What to work on
Each record that follows must be reproduced exactly.

Point-per-instance localization data
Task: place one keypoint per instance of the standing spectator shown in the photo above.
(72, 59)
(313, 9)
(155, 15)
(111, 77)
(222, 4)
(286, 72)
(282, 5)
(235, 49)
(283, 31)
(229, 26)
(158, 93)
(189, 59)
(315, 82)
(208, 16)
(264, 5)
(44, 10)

Response below
Task: place one keypoint per instance of the standing spectator shown in the photo above.
(72, 59)
(313, 9)
(155, 15)
(111, 77)
(222, 4)
(286, 72)
(282, 5)
(235, 49)
(283, 31)
(229, 26)
(158, 93)
(189, 59)
(315, 82)
(208, 16)
(264, 5)
(44, 10)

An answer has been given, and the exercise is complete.